* **Fragmento dado**:
-------

Rebelión jueves 8 de febrero del 2018.
“No he dado, oh Adán, ningún lugar determinado…La
naturaleza limitada de los demás está contenida en las leyes escritas por mí.
Pero tú determinarás, tú propia naturaleza sin ninguna barrera, según tú arbitrio
y al parecer de tú arbitrio la entregó”. (Pico della Mirandola).
Hay cuestiones respecto de las cuales resulta muy
difícil mantener la debida actitud escéptica para abordar su estudio. Por dos razones: la complejidad de la
cuestión y la implicación emocional que suscita. Cuando se dan ambas la
tentación de abrazar explicaciones simples que satisfagan nuestros prejuicios,
deseos y/o intereses se torna irresistible, lo que nos convierte en víctimas
propicias del sesgo de confirmación por el que sólo nos fijamos en los casos
que refuerzan nuestras creencias subjetivas y nos blindan cognitivamente frente
a las evidencias en contra. En todo lo relacionado con el sexo es así. La ideología puede echar robustas
raíces en el siempre polémico terreno de la sexualidad, abonado hasta decir
basta de todo tipo de fertilizantes potenciadores del debate estéril por
doctrinario como la afectividad, la moral y la política.

-------

* **Material**:
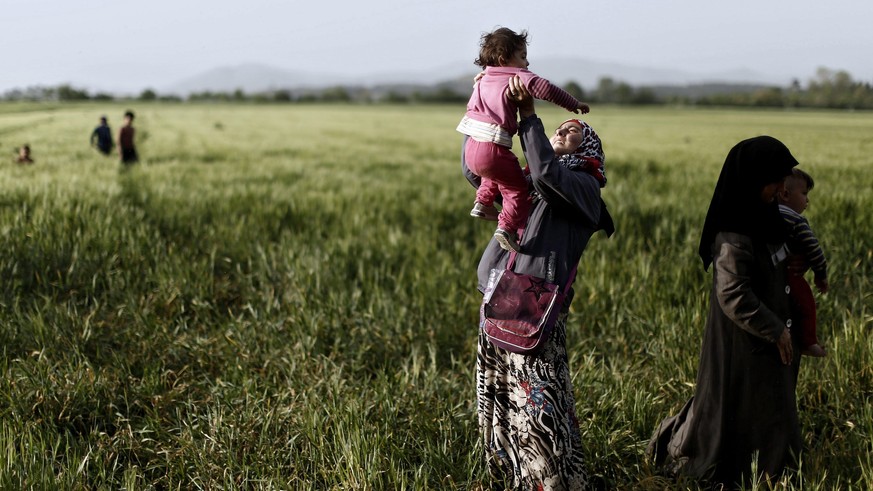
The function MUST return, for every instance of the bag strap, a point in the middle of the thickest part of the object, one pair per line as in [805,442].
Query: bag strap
[511,264]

-------

* **Solicitud**: Prolonga el fragmento sobre el escepticismo y la sexualidad a partir de su última oración.

* **Resultado final**:
Cuando uno se dispone a reflexionar sobre temas de
esta estofa, tan fácilmente inflamable, conviene tener muy presentes las
palabras del eximio Sir Bertrand
Russell, que dejó escritas en su ensayo Las funciones de un maestro,
exhortándonos a elevarnos por encima de las controversias «a una región de
desapasionada investigación científica». Y no carecemos de pruebas que
demuestran que todo lo que se trata de aportar al conocimiento de ese fenómeno
en el que todos estamos tan humanamente implicados se ve inevitablemente
enredado en una inextricable madeja de controversias; que se lo digan si no a Sigmund Freud o a Alfred C. Kinsey sin
ir más lejos. Más recientemente padecimos en nuestro país las convulsiones
ideológicas que provocó el dichoso autobús del sexo de la asociación Hazte oír.
Defiendo el derecho de la mencionada asociación a expresar su opinión, así como
el deber de todos los que nos tenemos por partidarios del pensamiento científico y contrarios al adoctrinamiento ideológico
de combatir sus engañifas propagandísticas con argumentos armados de
conocimiento. No soy partidario, desde luego, de combatir la ideología con más
ideología, ni de reemplazar las verdades obtenidas mediante el honesto esfuerzo
de la rigurosa investigación por supuestas verdades doctrinales por muy bien
intencionadas que sean y muy respaldadas que estén por la ética de los grandes
valores del progresismo. Y es que conocimiento y escepticismo van de la mano
como explicaré.
David Hume, el filósofo
empirista escocés, se planteó hace casi tres siglos el problema de determinar
cuáles son las posibles formas de conocimiento humano en la sección cuarta de
la Investigación sobre el
entendimiento humano (1748). Inspirado en la distinción previa de Gottfried Wilhelm Leibniz entre
verdades de razón (las de las matemáticas y la lógica) y verdades de hecho (las
de la física, por ejemplo), el de Edimburgo
sostiene que todos los objetos de la razón y de la investigación humana pueden
ser divididos en dos grupos: relaciones de ideas y cuestiones de hecho.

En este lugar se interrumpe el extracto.